__Objectives__.
**1.** In the forum thread about the RS SPL meter corrections, what frequency range do the new correction values cover?
**2.** Copy the part of the RS SPL meter thread that runs from "I know I'm slow" to "right now. . .".
━━━━━ Quoted passage
# New RS SPL Meter Corrections are posted...



## Sonnie (Apr 11, 2006)

We wanted all members to be aware that we have posted new RS SPL Meter Correction Values on the Downloads page here at the Shack. The new values are from 7Hz to 200Hz. These new calibration files were calculated based on a comparison to my ECM8000 mic that has been calibrated and certified by West Caldwell Calibration Laboratories. We believe these will be the most accurate corrections available, short of having your RS SPL meter professionally calibrated.

We have also created new Excel Workbooks for those that may be interested. The workbooks include new graph axis from 7Hz to 200Hz. These are also available from the Downloads page. 

Special thanks to brucek for all his work on this... :T


----------



## krunk (Jan 28, 2007)

Super! :T

Bart


----------



## gyusher (Mar 28, 2007)

I know I'm slow but are you saying to deduct or add those values to the meter reading we are getting. . .An example is at 20Hz you show -10 or whatever the actual number is. .Can't remember. . .What I see is if (say) you have your meter set on 80Hz and your SPL is reading 80Hz do you deduct from your meter reading for the actual SPL at that frequency if your correction numbers show a minus??

What I'm trying to do is get a quick and dirty reading when setting up my room. . .Just curious if you would set that 20Hz level higher or lower on the RS meter reading. . .

Maybe I need to go to bed. . .I know I'm smarter than I appear right now. . .

I always knew those meters were 'off' at the lower frequencys but never knew how to compensate for it. . .


----------



## brucek (Apr 11, 2006)

> are you saying to deduct or add those values to the meter reading we are getting


Those numbers show the deficiency at a specific frequency, so you add them to the needle reading.

brucek


----------



## gyusher (Mar 28, 2007)

brucek said:


> Those numbers show the deficiency at a specific frequency, so you add them to the needle reading.
> 
> brucek


Thanks for that. . .I was about to go nuts trying to ask that question. . . :reading: 

Happy Easter. . .


----------



## Exocer (Apr 19, 2006)

This calibration file made a huge difference to my measurements...a driver swap is in order


----------



## Guest (Apr 8, 2007)

Thanks for the great software package!
I can't seem to get the spl meter calibration file loaded into REW.
When I browse to the file I downloaded (at the above link), and click 'OK' it tells me 'Not enough data values in the file'. Also, if I use this file, do I have to check the 'C weighted' box or does a loaded file contain the 'C' weighting?

Help!

Thanks
Tom

Edit, OK I'm an Idiot, I downloaded the .xls instead of the cal file. Oops!
T


----------



## brucek (Apr 11, 2006)

> do I have to check the 'C weighted' box or does a loaded file contain the 'C' weighting?


You only need to check the C-Weight box if you intend to measure past 200Hz where the file ends. The C-Weight checkbox will extend and continue the calibration file past the 200hz at a standard C-Weighting.

brucek


----------



## Guest (Apr 8, 2007)

Thanks Bruce!

Tom


----------



## Chrisbee (Apr 20, 2006)

Thanks to all concerned for the new cal files.
━━━━━━━━━━
━━━━━ Collected data
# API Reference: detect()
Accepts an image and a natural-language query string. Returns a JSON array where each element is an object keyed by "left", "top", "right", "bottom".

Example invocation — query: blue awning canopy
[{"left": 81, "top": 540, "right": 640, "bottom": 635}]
━━━━━━━━━━
__Written answers__.
**1.** 7Hz to 200Hz.

**2.**
I know I'm slow but are you saying to deduct or add those values to the meter reading we are getting. . .An example is at 20Hz you show -10 or whatever the actual number is. .Can't remember. . .What I see is if (say) you have your meter set on 80Hz and your SPL is reading 80Hz do you deduct from your meter reading for the actual SPL at that frequency if your correction numbers show a minus??

What I'm trying to do is get a quick and dirty reading when setting up my room. . .Just curious if you would set that 20Hz level higher or lower on the RS meter reading. . .

Maybe I need to go to bed. . .I know I'm smarter than I appear right now. . .